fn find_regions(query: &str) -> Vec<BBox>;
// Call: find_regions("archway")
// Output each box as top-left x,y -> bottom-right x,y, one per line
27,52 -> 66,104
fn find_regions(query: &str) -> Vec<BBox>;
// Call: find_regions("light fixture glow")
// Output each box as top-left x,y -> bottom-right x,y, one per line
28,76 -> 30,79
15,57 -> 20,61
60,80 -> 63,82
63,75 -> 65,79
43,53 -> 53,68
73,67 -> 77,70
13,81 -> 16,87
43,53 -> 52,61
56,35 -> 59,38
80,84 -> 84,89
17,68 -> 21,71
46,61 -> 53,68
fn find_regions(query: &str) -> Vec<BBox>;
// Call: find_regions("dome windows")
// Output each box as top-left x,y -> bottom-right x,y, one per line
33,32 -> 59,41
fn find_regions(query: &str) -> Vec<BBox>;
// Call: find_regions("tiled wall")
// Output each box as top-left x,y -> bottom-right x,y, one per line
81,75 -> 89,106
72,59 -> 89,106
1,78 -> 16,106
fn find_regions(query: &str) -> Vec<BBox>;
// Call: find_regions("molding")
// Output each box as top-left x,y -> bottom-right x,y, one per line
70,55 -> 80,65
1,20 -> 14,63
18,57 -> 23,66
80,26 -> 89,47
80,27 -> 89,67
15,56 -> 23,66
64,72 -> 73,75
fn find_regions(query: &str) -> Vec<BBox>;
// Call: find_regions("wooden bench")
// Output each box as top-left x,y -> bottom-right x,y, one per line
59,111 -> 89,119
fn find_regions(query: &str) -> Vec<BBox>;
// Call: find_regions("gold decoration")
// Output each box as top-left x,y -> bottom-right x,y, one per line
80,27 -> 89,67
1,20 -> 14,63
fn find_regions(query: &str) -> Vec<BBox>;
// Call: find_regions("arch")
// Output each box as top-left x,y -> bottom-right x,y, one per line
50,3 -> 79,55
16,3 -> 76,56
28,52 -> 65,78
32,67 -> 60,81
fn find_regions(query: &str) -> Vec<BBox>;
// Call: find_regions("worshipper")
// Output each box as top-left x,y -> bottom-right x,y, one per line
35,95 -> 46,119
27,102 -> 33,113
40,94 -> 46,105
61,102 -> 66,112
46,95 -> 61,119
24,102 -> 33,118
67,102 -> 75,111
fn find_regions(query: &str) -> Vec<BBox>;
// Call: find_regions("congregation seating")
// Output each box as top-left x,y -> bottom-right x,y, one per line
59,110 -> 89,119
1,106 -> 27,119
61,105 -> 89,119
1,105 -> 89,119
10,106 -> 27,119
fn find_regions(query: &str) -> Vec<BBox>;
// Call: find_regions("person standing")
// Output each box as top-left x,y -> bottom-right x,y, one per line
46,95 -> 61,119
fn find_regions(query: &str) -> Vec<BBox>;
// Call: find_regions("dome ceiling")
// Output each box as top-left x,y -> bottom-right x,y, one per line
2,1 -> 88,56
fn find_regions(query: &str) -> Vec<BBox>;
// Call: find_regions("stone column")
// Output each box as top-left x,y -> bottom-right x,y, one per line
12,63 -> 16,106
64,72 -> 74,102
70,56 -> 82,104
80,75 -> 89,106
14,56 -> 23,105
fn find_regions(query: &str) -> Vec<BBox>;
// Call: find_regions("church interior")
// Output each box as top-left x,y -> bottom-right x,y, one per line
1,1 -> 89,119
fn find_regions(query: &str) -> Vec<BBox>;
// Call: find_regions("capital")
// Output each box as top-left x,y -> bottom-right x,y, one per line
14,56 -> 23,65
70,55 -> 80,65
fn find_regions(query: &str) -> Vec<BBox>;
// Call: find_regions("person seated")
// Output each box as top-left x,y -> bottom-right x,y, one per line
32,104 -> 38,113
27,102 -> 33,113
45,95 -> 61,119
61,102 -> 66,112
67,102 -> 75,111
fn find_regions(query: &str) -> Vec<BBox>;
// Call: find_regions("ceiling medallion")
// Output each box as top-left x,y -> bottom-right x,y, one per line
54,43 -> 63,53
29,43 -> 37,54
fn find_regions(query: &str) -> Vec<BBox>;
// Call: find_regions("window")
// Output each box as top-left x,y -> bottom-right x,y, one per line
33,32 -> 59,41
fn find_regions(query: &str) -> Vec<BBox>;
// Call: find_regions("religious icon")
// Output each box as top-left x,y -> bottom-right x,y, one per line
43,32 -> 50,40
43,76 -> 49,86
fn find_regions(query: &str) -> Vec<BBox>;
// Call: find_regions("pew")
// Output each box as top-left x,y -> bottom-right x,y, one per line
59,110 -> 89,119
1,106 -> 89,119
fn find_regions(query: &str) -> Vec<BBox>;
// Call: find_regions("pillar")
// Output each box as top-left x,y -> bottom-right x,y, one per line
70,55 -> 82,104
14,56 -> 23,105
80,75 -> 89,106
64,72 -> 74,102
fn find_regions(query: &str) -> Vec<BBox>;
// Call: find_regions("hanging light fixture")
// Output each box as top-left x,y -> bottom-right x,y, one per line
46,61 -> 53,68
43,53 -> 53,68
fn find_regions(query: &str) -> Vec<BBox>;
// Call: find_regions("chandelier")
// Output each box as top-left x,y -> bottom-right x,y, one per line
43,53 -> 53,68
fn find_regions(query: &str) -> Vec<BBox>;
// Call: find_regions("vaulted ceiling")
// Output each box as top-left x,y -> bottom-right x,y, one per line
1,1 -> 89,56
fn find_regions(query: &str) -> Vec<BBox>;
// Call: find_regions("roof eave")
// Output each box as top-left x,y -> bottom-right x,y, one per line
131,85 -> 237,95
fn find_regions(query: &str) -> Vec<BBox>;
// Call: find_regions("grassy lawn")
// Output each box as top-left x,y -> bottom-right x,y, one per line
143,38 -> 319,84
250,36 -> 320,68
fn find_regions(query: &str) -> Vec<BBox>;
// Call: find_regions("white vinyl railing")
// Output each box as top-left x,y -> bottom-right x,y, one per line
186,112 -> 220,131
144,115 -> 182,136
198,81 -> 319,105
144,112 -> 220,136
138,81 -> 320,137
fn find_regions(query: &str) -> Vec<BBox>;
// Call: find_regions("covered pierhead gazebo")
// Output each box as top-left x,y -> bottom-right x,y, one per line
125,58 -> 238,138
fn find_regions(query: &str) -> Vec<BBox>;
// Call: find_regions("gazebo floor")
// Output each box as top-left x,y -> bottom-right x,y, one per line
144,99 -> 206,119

* EXERCISE GOAL
The complete listing, from first line to last, should be copied verbatim.

* EXPECTED OUTPUT
fn find_regions(query: &str) -> Vec<BBox>;
// Call: find_regions("archway")
// Output each box as top-left x,y -> bottom-right x,y, one per line
27,52 -> 66,104
fn find_regions(query: &str) -> Vec<BBox>;
// Call: find_regions("light fixture glow")
// Output each box as top-left x,y -> bottom-right x,y, one per line
28,76 -> 30,79
15,57 -> 20,61
60,80 -> 63,82
63,75 -> 65,79
43,53 -> 53,68
73,67 -> 77,70
13,81 -> 16,87
43,53 -> 52,61
56,35 -> 59,38
80,84 -> 84,89
17,68 -> 21,71
46,61 -> 53,68
fn find_regions(query: &str) -> Vec<BBox>;
// Call: find_regions("dome windows")
// Output each box as top-left x,y -> bottom-right x,y, one per line
33,32 -> 59,41
fn find_regions(query: &str) -> Vec<BBox>;
// Call: find_regions("tiled wall")
// Output each box as top-left x,y -> bottom-right x,y, one per line
81,75 -> 89,106
72,59 -> 89,106
1,78 -> 16,106
fn find_regions(query: &str) -> Vec<BBox>;
// Call: find_regions("molding")
// Output each box as top-left x,y -> bottom-right x,y, one per line
70,55 -> 80,65
1,20 -> 14,63
18,57 -> 23,66
80,26 -> 89,47
80,27 -> 89,67
15,56 -> 23,66
64,72 -> 73,75
fn find_regions(query: &str) -> Vec<BBox>;
// Call: find_regions("wooden bench")
// Output each box as top-left x,y -> bottom-right x,y, one per line
59,111 -> 89,119
fn find_regions(query: &str) -> Vec<BBox>;
// Call: find_regions("gold decoration")
// Output each box as top-left x,y -> bottom-right x,y, one per line
80,27 -> 89,67
1,20 -> 14,63
fn find_regions(query: &str) -> Vec<BBox>;
// Call: find_regions("arch")
// Output each box as top-left x,y -> bottom-right x,y, one per line
50,3 -> 79,55
16,3 -> 76,56
28,52 -> 65,78
32,67 -> 60,81
fn find_regions(query: &str) -> Vec<BBox>;
// Call: find_regions("worshipper")
// Output each box as top-left x,y -> bottom-right x,y, one per line
35,95 -> 46,119
27,102 -> 33,113
40,94 -> 46,105
61,102 -> 66,112
46,95 -> 61,119
24,102 -> 33,118
67,102 -> 75,111
fn find_regions(query: &str) -> Vec<BBox>;
// Call: find_regions("congregation seating")
// Output each box as top-left x,y -> bottom-right x,y, one per line
59,110 -> 89,119
1,106 -> 27,119
61,105 -> 89,119
1,105 -> 89,119
10,106 -> 27,119
fn find_regions(query: &str) -> Vec<BBox>;
// Call: find_regions("person standing")
// Output each box as top-left x,y -> bottom-right x,y, one per line
46,95 -> 61,119
fn find_regions(query: &str) -> Vec<BBox>;
// Call: find_regions("dome ceiling")
// Output each box as top-left x,y -> bottom-right x,y, one per line
2,1 -> 88,56
fn find_regions(query: &str) -> Vec<BBox>;
// Call: find_regions("stone column")
// Output each box as top-left x,y -> bottom-right x,y, one per line
12,63 -> 16,106
64,72 -> 74,102
70,56 -> 82,104
80,75 -> 89,106
14,56 -> 23,105
fn find_regions(query: &str) -> Vec<BBox>;
// Call: find_regions("church interior")
// Output each box as top-left x,y -> bottom-right x,y, one per line
1,1 -> 89,119
fn find_regions(query: &str) -> Vec<BBox>;
// Call: find_regions("capital")
// Output each box as top-left x,y -> bottom-right x,y, one per line
14,56 -> 23,65
70,55 -> 80,65
fn find_regions(query: &str) -> Vec<BBox>;
// Call: find_regions("person seated")
// Output each box as top-left x,y -> bottom-right x,y, one per line
32,104 -> 38,113
27,102 -> 33,113
45,95 -> 61,119
61,102 -> 66,112
67,102 -> 75,111
fn find_regions(query: &str) -> Vec<BBox>;
// Call: find_regions("ceiling medallion")
// Output each box as top-left x,y -> bottom-right x,y, one per line
54,43 -> 63,53
29,43 -> 37,54
fn find_regions(query: &str) -> Vec<BBox>;
// Call: find_regions("window")
// Output each box as top-left x,y -> bottom-right x,y, one per line
33,32 -> 59,41
fn find_regions(query: &str) -> Vec<BBox>;
// Call: find_regions("religious icon")
// Output each box as top-left x,y -> bottom-right x,y, one per line
43,32 -> 50,40
43,76 -> 49,86
fn find_regions(query: &str) -> Vec<BBox>;
// Call: find_regions("pew")
// Output each box as top-left x,y -> bottom-right x,y, one per line
59,110 -> 89,119
1,106 -> 89,119
fn find_regions(query: &str) -> Vec<BBox>;
// Call: find_regions("pillar")
// Output each box as top-left x,y -> bottom-right x,y, one per line
70,55 -> 82,104
14,56 -> 23,105
80,75 -> 89,106
64,72 -> 74,102
fn find_regions(query: &str) -> Vec<BBox>;
// Call: find_regions("hanging light fixture")
// Output each box as top-left x,y -> bottom-right x,y, one per line
46,61 -> 53,68
43,53 -> 53,68
fn find_regions(query: &str) -> Vec<BBox>;
// Call: find_regions("chandelier")
// Output each box as top-left x,y -> bottom-right x,y, one per line
43,53 -> 53,68
fn find_regions(query: &str) -> Vec<BBox>;
// Call: find_regions("vaulted ceiling")
// Output each box as top-left x,y -> bottom-right x,y, one per line
1,1 -> 89,56
fn find_regions(query: &str) -> Vec<BBox>;
// Call: find_regions("roof eave")
// Output each box as top-left x,y -> bottom-right x,y, one per line
131,85 -> 237,95
fn find_regions(query: &str) -> Vec<BBox>;
// Call: find_regions("grassy lawn")
// Output each box as top-left x,y -> bottom-right x,y, one per line
143,38 -> 319,84
250,36 -> 320,68
fn find_regions(query: &str) -> Vec<BBox>;
// Call: find_regions("white vinyl railing")
// Output each box as top-left x,y -> bottom-right x,y, one per line
186,112 -> 220,131
144,115 -> 182,136
198,81 -> 319,105
144,112 -> 220,136
138,81 -> 320,137
fn find_regions(query: &str) -> Vec<BBox>;
// Call: find_regions("covered pierhead gazebo")
// Output each box as top-left x,y -> bottom-right x,y, one per line
125,58 -> 238,138
fn find_regions(query: &str) -> Vec<BBox>;
// Call: find_regions("gazebo floor")
// Output each box as top-left x,y -> bottom-right x,y, one per line
144,99 -> 206,119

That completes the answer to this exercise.